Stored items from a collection
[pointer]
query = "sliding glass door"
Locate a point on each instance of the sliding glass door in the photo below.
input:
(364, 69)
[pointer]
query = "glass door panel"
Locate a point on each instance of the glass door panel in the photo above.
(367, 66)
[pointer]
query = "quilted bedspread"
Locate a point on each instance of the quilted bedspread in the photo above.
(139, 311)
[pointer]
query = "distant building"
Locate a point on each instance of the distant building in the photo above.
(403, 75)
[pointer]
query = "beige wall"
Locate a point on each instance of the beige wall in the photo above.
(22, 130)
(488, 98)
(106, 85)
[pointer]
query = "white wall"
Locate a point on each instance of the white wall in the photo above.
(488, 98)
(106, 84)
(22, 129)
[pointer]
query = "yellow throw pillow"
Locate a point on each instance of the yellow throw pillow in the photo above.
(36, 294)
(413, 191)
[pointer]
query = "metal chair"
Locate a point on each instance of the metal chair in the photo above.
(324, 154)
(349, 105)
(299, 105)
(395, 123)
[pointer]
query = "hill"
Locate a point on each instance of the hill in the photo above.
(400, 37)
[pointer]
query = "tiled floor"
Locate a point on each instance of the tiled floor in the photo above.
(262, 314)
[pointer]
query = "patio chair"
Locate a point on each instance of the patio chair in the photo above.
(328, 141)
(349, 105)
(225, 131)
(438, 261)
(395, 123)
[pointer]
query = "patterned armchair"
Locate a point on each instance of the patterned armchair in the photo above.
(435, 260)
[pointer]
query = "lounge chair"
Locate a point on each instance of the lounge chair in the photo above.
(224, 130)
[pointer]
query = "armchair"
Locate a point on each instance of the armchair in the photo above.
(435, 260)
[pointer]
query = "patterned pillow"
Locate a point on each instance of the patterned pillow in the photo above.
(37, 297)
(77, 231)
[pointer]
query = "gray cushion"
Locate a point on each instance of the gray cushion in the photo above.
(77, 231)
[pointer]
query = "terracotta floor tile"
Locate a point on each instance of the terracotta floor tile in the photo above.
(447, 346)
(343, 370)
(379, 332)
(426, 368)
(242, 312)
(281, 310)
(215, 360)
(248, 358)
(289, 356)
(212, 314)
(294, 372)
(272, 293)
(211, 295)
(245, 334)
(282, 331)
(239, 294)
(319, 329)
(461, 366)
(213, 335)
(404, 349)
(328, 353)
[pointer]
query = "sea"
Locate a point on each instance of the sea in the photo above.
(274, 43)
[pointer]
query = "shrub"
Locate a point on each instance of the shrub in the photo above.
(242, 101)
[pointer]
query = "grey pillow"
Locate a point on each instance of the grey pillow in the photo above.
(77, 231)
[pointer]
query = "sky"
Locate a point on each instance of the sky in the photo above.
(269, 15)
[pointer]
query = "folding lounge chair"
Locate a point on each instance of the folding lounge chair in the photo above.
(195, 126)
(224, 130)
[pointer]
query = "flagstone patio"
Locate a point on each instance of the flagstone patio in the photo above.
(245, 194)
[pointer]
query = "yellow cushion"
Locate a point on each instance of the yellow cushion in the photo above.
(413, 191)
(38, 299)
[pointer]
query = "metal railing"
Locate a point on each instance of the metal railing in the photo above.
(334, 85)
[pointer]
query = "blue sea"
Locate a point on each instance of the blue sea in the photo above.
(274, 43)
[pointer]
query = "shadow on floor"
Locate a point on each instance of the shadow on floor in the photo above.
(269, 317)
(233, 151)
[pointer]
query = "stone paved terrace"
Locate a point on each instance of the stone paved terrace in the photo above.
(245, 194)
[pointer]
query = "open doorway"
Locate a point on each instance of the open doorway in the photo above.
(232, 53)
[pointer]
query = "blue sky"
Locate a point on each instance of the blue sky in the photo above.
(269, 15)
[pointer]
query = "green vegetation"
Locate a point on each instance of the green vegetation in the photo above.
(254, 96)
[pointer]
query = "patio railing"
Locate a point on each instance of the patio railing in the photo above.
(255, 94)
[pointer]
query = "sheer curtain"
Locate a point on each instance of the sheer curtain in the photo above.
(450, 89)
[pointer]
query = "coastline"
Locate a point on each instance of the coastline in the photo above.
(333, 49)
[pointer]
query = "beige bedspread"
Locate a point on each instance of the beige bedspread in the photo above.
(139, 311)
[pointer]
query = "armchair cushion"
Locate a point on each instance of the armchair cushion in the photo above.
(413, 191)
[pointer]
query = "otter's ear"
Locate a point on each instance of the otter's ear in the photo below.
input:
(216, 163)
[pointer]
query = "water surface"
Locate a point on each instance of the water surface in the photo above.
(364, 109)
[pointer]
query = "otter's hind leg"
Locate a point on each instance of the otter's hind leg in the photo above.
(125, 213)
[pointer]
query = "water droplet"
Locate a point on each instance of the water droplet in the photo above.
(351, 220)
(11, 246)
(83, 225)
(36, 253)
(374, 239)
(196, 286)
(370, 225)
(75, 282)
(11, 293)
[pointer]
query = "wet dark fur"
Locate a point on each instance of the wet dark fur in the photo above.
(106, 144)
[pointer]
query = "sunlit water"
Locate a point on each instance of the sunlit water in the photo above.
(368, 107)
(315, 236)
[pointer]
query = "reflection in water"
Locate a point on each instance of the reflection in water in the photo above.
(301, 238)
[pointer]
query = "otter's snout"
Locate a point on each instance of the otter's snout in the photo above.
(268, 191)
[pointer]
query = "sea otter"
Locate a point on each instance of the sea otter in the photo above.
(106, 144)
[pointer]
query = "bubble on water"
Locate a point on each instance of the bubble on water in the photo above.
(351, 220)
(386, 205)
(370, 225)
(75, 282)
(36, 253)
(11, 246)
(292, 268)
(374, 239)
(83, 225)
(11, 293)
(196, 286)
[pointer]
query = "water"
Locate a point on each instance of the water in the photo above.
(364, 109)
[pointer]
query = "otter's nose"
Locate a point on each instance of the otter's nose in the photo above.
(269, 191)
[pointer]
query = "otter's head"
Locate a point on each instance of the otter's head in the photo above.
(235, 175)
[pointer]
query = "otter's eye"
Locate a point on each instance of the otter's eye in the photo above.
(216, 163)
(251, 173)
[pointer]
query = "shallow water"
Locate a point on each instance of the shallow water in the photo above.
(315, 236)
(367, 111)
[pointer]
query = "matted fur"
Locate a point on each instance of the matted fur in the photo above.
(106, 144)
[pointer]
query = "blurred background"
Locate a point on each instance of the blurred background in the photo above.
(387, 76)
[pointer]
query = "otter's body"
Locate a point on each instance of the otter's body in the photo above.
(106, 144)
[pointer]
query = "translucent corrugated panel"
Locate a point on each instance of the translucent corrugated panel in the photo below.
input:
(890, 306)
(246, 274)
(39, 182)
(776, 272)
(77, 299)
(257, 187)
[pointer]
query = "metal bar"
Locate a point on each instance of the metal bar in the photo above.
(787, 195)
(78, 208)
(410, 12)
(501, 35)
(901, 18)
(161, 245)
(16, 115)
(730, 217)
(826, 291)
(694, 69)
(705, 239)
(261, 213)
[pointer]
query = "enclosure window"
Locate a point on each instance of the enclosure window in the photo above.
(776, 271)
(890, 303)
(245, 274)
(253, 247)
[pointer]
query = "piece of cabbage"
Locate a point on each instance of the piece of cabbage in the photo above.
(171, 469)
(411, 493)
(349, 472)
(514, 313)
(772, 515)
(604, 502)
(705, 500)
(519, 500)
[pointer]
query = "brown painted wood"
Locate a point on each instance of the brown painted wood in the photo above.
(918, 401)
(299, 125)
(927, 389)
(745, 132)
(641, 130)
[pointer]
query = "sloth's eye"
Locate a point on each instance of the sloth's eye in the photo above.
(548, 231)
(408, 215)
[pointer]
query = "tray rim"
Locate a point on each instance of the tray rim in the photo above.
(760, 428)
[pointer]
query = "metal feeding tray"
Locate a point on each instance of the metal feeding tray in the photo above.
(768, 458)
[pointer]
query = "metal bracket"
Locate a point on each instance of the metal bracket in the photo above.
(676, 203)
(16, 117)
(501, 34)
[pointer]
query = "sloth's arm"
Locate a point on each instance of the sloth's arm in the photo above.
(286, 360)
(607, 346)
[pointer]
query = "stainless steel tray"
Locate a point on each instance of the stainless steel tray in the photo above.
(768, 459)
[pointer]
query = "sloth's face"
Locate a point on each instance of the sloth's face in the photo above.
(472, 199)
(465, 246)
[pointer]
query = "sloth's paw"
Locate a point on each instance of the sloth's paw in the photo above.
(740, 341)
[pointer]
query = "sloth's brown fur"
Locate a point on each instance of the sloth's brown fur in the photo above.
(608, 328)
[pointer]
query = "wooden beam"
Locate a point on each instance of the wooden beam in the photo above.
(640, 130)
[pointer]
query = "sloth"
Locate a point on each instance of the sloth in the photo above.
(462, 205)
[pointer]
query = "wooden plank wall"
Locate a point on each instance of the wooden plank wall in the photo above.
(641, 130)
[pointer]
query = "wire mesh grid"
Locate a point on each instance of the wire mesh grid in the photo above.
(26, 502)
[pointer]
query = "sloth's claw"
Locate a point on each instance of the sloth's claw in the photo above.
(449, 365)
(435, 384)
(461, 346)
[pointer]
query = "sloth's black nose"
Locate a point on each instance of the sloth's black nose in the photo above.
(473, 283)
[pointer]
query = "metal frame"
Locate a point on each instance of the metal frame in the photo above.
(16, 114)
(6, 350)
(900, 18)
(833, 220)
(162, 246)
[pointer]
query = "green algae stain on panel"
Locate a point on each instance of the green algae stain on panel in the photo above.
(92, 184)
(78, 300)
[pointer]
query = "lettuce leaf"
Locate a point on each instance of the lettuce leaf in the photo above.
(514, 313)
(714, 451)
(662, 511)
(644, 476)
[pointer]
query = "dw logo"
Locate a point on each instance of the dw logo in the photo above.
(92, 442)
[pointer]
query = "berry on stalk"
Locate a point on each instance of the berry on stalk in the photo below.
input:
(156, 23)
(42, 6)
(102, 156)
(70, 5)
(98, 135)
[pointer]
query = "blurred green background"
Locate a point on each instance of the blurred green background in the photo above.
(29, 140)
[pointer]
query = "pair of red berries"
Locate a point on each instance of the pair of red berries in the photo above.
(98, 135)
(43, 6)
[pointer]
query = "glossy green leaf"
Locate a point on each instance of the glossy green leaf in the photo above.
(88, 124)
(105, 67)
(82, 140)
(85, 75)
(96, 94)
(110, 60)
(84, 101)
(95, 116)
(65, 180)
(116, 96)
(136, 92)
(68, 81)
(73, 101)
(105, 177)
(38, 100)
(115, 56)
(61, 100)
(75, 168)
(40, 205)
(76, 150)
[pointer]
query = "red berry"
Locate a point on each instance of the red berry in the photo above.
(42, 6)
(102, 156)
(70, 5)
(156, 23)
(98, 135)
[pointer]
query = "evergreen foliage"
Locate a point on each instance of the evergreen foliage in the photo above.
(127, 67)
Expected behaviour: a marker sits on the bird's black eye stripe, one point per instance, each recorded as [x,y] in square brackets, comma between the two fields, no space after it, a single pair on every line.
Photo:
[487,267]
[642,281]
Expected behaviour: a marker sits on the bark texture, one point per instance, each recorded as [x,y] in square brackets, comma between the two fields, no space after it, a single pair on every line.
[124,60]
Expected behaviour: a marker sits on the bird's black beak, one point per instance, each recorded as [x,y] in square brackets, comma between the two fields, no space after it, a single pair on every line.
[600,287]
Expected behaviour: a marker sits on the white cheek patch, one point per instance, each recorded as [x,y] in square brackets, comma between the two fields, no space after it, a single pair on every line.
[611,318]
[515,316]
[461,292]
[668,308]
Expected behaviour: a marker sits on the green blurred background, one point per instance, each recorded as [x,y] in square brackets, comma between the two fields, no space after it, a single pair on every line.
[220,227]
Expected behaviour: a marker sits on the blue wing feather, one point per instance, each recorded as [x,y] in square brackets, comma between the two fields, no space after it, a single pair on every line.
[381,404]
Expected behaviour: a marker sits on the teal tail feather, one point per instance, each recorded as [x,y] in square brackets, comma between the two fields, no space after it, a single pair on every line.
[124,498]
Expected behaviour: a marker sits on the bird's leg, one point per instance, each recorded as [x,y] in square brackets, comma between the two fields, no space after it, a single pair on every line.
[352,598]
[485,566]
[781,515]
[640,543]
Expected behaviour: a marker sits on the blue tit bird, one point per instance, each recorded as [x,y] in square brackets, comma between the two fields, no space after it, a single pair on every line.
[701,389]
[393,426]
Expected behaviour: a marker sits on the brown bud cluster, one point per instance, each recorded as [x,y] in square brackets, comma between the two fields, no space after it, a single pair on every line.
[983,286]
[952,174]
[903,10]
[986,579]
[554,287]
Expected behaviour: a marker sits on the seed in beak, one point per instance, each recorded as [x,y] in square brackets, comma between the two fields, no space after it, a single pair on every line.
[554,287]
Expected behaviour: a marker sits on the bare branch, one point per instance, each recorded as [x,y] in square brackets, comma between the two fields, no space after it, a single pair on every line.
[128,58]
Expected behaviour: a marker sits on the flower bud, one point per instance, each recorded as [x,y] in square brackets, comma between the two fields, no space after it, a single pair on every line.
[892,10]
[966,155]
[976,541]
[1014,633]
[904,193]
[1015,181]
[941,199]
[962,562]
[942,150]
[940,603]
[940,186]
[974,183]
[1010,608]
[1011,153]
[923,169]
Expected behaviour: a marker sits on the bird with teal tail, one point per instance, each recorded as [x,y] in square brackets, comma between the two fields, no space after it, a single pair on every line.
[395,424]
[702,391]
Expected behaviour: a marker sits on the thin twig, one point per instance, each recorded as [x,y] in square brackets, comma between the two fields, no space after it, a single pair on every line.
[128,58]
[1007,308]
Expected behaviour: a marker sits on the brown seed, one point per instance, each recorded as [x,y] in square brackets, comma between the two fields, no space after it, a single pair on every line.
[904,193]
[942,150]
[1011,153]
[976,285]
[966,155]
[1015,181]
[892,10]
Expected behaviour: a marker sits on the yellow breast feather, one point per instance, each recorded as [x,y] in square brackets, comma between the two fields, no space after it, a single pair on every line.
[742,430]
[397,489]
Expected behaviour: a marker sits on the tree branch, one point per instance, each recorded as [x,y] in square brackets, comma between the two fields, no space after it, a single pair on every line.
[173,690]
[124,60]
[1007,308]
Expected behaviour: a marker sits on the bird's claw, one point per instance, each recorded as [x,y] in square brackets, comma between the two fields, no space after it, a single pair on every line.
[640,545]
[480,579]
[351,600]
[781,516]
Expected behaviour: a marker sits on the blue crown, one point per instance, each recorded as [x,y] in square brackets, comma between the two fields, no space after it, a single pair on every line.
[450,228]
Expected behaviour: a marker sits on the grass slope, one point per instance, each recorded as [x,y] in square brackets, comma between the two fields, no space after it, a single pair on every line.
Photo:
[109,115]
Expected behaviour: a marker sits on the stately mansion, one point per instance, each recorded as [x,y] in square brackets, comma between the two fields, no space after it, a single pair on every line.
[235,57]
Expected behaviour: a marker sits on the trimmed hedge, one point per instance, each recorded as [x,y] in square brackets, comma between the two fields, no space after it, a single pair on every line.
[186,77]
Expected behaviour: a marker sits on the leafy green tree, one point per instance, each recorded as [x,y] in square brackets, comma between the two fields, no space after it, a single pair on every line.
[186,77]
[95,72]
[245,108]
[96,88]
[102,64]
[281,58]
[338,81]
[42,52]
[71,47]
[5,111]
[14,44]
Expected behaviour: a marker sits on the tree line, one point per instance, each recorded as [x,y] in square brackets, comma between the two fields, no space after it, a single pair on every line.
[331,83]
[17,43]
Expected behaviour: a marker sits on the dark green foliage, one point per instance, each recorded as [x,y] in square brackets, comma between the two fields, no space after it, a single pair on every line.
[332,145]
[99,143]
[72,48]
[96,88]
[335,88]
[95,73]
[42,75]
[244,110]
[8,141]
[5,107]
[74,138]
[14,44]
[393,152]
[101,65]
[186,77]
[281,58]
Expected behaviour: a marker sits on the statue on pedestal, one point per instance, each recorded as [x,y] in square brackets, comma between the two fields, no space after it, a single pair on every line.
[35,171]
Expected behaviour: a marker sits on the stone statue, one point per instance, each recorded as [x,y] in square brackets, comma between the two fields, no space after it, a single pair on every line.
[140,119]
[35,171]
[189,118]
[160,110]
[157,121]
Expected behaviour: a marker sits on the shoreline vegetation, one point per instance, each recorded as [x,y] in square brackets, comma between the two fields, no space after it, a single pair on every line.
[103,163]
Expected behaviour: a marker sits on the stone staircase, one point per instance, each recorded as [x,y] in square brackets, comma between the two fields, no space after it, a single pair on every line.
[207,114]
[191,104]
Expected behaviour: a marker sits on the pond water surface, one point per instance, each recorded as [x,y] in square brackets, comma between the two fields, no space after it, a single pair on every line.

* TASK OBJECTIVE
Count, in the records above, the lines that contain the word "sliding"; the answer is that number alone.

* RESULT OF THIS EXERCISE
2